*Extrait à lire*:
S’il a mis un terme à cinq ans de guerre civile, l’accord de paix de 2018 n’a pas empêché la poursuite des violences intercommunautaires. Une jeune femme descend d’un avion humanitaire. Enlevée pendant l’été 2022 lors d’une attaque de bergers, elle tombe dans les bras de son père et de son mari, relate Le Monde. Ses proches lui caressent les cheveux tout en murmurant des prières. Il faut dire que son retour est décrit comme miraculeux. Avant de fouler le tarmac de Pibor, dans l’est du Soudan du Sud, elle a marché pendant 200 km pour rejoindre le village de ses ravisseurs dans l’État de Jonglei. Là, elle a été séparée de son bébé âgé de 4 mois.

Victime de mauvais traitements puis chassée, la jeune femme a été livrée à elle-même pendant des mois. À son arrivée à la frontière éthiopienne, un homme l’a recueillie le temps de la confier aux autorités. Cette histoire est tout sauf un cas rare.

*Données fournies*:
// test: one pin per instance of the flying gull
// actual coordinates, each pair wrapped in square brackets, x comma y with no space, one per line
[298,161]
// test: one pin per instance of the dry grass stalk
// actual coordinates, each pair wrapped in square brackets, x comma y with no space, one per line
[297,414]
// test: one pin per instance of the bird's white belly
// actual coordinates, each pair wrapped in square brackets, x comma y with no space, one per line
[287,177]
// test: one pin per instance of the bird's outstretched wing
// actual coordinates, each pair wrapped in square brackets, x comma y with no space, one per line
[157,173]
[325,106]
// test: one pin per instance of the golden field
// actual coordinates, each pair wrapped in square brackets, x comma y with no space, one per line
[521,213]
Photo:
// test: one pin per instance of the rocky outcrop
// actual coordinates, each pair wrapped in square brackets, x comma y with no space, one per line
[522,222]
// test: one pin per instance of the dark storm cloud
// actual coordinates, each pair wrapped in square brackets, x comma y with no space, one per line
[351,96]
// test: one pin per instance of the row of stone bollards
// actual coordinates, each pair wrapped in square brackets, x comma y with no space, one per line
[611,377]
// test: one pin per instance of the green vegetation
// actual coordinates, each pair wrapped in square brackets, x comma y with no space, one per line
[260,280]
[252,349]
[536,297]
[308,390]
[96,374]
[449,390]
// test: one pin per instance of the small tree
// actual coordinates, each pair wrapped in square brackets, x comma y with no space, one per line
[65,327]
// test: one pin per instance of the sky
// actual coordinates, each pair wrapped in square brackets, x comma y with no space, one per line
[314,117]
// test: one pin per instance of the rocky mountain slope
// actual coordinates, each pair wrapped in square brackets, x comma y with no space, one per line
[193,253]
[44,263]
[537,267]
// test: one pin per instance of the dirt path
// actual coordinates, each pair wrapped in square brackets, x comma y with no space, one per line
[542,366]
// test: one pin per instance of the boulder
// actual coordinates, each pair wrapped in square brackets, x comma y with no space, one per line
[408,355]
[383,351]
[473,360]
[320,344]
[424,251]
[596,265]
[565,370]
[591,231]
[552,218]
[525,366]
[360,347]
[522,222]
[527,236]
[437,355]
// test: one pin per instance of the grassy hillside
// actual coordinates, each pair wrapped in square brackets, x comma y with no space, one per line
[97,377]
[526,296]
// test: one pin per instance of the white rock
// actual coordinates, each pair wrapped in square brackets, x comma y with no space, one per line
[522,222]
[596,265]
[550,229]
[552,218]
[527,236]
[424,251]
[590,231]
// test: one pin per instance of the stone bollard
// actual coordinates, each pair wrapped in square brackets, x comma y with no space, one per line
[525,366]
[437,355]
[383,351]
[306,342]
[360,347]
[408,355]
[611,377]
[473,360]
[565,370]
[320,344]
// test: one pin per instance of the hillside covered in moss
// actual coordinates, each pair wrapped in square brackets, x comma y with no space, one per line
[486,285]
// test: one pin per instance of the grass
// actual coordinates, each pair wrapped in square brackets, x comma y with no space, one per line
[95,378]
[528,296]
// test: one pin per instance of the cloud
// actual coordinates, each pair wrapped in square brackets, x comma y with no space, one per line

*Activités*:
(a) Relevez tous les noms propres de lieux qui figurent dans l'extrait.
(b) Résumez l'extrait en deux phrases.
Appuyez-vous seulement sur l'extrait.

*Corrigé*:
(a) Pibor, le Soudan du Sud, l'État de Jonglei.

(b) Malgré l'accord de paix de 2018 au Soudan du Sud, les violences intercommunautaires se poursuivent, comme en témoigne le retour à Pibor d'une jeune femme enlevée lors d'une attaque de bergers à l'été 2022. Séparée de son bébé, maltraitée puis chassée, elle est restée livrée à elle-même pendant des mois avant d'être recueillie à la frontière éthiopienne et confiée aux autorités, une histoire loin d'être rare.